■ **How to complete this task**
Report each line of the material below where the word "instance" can be found.

■ **Material provided**
____

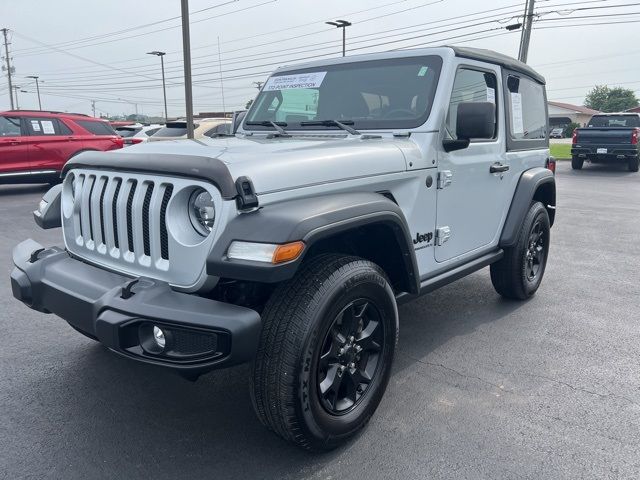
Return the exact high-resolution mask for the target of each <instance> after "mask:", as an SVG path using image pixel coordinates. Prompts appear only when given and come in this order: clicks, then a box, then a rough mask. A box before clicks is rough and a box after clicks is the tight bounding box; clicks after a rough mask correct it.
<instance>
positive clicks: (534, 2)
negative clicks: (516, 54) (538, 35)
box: [518, 0, 535, 63]
mask: <svg viewBox="0 0 640 480" xmlns="http://www.w3.org/2000/svg"><path fill="white" fill-rule="evenodd" d="M534 4H535V0H527V1H526V4H525V13H524V22H523V24H524V25H523V27H522V35H521V36H520V51H519V52H518V60H520V61H521V62H524V63H527V56H528V54H529V41H530V40H531V24H532V23H533V7H534Z"/></svg>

____

■ **Written solution**
Return the exact high-resolution mask for the target of each <instance> after "mask:", as an SVG path using image pixel coordinates. Prompts appear only when given and come in this order: clicks, then a box, then a rough mask. A box before clicks is rough and a box after clicks is the tight bounding box; clicks after a rough mask correct it.
<instance>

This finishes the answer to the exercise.